### The problem
Write out every line of the data below exactly as given.

# # # # #

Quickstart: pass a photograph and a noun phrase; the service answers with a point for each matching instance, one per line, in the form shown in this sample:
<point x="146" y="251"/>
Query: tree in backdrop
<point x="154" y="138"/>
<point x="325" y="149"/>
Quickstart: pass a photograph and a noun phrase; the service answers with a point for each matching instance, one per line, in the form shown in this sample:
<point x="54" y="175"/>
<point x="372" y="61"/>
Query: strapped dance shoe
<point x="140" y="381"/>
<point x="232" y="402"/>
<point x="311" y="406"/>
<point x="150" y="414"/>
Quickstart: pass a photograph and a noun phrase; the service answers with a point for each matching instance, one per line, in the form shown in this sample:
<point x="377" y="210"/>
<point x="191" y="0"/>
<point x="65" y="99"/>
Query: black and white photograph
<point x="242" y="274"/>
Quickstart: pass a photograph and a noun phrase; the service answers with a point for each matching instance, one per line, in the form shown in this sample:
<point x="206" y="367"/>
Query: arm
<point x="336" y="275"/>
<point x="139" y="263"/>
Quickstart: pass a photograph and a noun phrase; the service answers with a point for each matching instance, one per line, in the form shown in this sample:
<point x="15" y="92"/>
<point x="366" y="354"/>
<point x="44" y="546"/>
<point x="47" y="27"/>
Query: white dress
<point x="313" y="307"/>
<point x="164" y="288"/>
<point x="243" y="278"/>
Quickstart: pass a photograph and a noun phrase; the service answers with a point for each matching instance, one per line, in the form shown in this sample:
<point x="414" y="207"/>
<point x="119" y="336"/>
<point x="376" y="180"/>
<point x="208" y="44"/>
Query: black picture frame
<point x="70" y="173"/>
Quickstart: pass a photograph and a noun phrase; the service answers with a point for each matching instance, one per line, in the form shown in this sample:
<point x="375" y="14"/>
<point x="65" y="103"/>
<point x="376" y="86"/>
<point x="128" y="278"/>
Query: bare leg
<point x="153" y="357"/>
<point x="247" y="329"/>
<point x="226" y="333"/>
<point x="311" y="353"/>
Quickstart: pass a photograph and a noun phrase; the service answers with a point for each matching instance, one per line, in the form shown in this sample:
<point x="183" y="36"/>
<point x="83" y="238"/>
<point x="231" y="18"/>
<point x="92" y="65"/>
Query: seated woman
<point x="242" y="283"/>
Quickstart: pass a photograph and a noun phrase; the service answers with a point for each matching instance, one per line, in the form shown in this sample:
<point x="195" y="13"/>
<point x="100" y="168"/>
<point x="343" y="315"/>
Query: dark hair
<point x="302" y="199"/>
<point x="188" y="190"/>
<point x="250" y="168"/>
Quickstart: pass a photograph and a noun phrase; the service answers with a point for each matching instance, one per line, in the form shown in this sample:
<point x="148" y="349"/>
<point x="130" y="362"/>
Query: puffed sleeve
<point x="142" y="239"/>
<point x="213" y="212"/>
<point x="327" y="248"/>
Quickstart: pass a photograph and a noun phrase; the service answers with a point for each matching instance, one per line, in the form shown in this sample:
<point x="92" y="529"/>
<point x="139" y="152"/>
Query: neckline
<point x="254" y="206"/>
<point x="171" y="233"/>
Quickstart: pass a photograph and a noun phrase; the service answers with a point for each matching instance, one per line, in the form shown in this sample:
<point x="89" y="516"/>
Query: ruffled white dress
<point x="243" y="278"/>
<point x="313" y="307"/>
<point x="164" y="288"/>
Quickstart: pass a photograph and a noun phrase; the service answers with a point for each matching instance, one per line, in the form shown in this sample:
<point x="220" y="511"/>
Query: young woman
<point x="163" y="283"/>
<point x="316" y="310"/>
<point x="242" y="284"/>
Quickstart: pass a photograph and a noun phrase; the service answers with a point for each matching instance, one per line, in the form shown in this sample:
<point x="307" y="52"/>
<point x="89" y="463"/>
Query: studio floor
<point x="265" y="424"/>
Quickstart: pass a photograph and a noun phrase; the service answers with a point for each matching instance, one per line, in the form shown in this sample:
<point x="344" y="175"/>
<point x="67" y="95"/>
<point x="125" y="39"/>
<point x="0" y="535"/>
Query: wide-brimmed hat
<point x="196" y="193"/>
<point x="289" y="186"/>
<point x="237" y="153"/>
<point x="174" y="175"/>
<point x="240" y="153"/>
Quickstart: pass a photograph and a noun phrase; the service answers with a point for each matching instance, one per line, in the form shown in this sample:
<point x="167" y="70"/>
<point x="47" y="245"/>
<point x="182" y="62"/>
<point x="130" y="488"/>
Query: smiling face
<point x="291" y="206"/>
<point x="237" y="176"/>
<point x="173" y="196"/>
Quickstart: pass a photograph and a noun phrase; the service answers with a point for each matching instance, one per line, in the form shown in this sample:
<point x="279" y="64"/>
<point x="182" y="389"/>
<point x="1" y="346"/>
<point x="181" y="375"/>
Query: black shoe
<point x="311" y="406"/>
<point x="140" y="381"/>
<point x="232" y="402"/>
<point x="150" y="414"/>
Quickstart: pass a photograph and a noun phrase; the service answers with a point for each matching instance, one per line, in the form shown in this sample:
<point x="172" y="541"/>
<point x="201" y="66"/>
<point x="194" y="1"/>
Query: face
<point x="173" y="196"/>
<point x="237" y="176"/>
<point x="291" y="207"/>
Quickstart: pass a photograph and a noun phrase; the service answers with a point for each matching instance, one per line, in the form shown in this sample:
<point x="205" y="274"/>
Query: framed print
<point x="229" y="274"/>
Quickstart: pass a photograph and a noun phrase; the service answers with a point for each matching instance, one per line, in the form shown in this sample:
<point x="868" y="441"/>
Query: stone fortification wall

# # # # #

### Answer box
Quickstart: pass a photograph and a noun phrase; the service answers with a point for each matching instance, one per line, in the form shown in this sample:
<point x="146" y="251"/>
Query: tree in backdrop
<point x="154" y="138"/>
<point x="325" y="149"/>
Quickstart: pass a photograph and a noun phrase; the service answers with a point for each matching instance, one per line, in the form shown in this sample:
<point x="54" y="175"/>
<point x="372" y="61"/>
Query: strapped dance shoe
<point x="140" y="381"/>
<point x="232" y="402"/>
<point x="311" y="406"/>
<point x="150" y="414"/>
Quickstart: pass a photograph and a noun phrase; the service answers with a point for each matching instance, one per line, in the form shown in this sample:
<point x="377" y="210"/>
<point x="191" y="0"/>
<point x="65" y="99"/>
Query: black and white photograph
<point x="242" y="274"/>
Quickstart: pass a photograph and a noun phrase; the service answers with a point for each matching instance, one per line, in the form shown in this sample:
<point x="206" y="367"/>
Query: arm
<point x="336" y="275"/>
<point x="139" y="263"/>
Quickstart: pass a photograph and a noun phrase; the service answers with a point for each matching instance, one per line, in the form shown in this sample:
<point x="15" y="92"/>
<point x="366" y="354"/>
<point x="44" y="546"/>
<point x="47" y="27"/>
Query: white dress
<point x="313" y="307"/>
<point x="164" y="288"/>
<point x="243" y="278"/>
Quickstart: pass a photograph and a noun phrase; the service answers with a point for each matching instance, one per line, in the form shown in this sample:
<point x="414" y="207"/>
<point x="119" y="336"/>
<point x="376" y="180"/>
<point x="208" y="44"/>
Query: black picture frame
<point x="70" y="173"/>
Quickstart: pass a photograph and a noun phrase; the service answers with a point for each matching instance, one per line, in the form shown in this sample:
<point x="375" y="14"/>
<point x="65" y="103"/>
<point x="376" y="86"/>
<point x="128" y="278"/>
Query: bare leg
<point x="153" y="357"/>
<point x="247" y="329"/>
<point x="226" y="333"/>
<point x="311" y="353"/>
Quickstart: pass a photograph and a noun phrase; the service answers with a point for each matching instance, one per line, in the form shown in this sample:
<point x="183" y="36"/>
<point x="83" y="238"/>
<point x="231" y="18"/>
<point x="92" y="65"/>
Query: seated woman
<point x="242" y="283"/>
Quickstart: pass a photograph and a noun phrase; the service answers with a point for each matching instance, one per line, in the form shown in this sample:
<point x="195" y="13"/>
<point x="100" y="168"/>
<point x="343" y="315"/>
Query: dark hair
<point x="302" y="199"/>
<point x="188" y="190"/>
<point x="250" y="168"/>
Quickstart: pass a photograph and a noun phrase; the service answers with a point for each matching instance, one per line, in the form shown in this sample:
<point x="148" y="349"/>
<point x="130" y="362"/>
Query: puffed sleeve
<point x="142" y="239"/>
<point x="213" y="212"/>
<point x="327" y="248"/>
Quickstart: pass a photograph and a noun phrase; the service answers with a point for each matching instance, one per line, in the form shown in this sample:
<point x="92" y="529"/>
<point x="139" y="152"/>
Query: neckline
<point x="254" y="206"/>
<point x="171" y="233"/>
Quickstart: pass a photograph and a noun phrase; the service answers with a point for each matching instance, one per line, in the form shown in this sample:
<point x="89" y="516"/>
Query: ruffled white dress
<point x="243" y="278"/>
<point x="313" y="307"/>
<point x="164" y="288"/>
Quickstart: pass a photograph and a noun phrase; the service answers with a point for each matching instance, one per line, in the form shown in this sample:
<point x="220" y="511"/>
Query: young woman
<point x="163" y="283"/>
<point x="316" y="310"/>
<point x="242" y="284"/>
Quickstart: pass a photograph and a noun phrase; the service answers with a point for each matching instance, one per line, in the form shown in this sample:
<point x="307" y="52"/>
<point x="89" y="463"/>
Query: studio floor
<point x="265" y="424"/>
Quickstart: pass a photograph and a noun phrase; the service answers with a point for each matching instance, one per line, in the form shown in this sample:
<point x="344" y="175"/>
<point x="67" y="95"/>
<point x="125" y="39"/>
<point x="0" y="535"/>
Query: wide-brimmed hat
<point x="196" y="193"/>
<point x="289" y="186"/>
<point x="237" y="153"/>
<point x="174" y="175"/>
<point x="240" y="153"/>
Quickstart: pass a photograph and a noun phrase; the service answers with a point for each matching instance, one per line, in the form shown in this sample:
<point x="167" y="70"/>
<point x="47" y="245"/>
<point x="182" y="62"/>
<point x="130" y="488"/>
Query: smiling face
<point x="291" y="206"/>
<point x="237" y="176"/>
<point x="173" y="196"/>
Quickstart: pass a photograph and a noun phrase; the service answers with a point for each matching instance, one per line, in the form shown in this sample:
<point x="279" y="64"/>
<point x="182" y="389"/>
<point x="1" y="346"/>
<point x="181" y="375"/>
Query: black shoe
<point x="311" y="406"/>
<point x="140" y="381"/>
<point x="232" y="402"/>
<point x="150" y="414"/>
Quickstart: pass a photograph and a noun phrase; the service answers with a point for each matching instance, one per line, in the form shown in this sample:
<point x="172" y="541"/>
<point x="201" y="66"/>
<point x="194" y="1"/>
Query: face
<point x="173" y="196"/>
<point x="237" y="176"/>
<point x="291" y="207"/>
Quickstart: pass a photograph and a noun phrase; the service answers with a point for each matching instance, one per line, in the form shown in this sample:
<point x="205" y="274"/>
Query: framed print
<point x="229" y="274"/>
Quickstart: pass a photograph and a noun phrase; the service answers with a point for each matching instance, one per line, in the form shown in this sample:
<point x="868" y="441"/>
Query: stone fortification wall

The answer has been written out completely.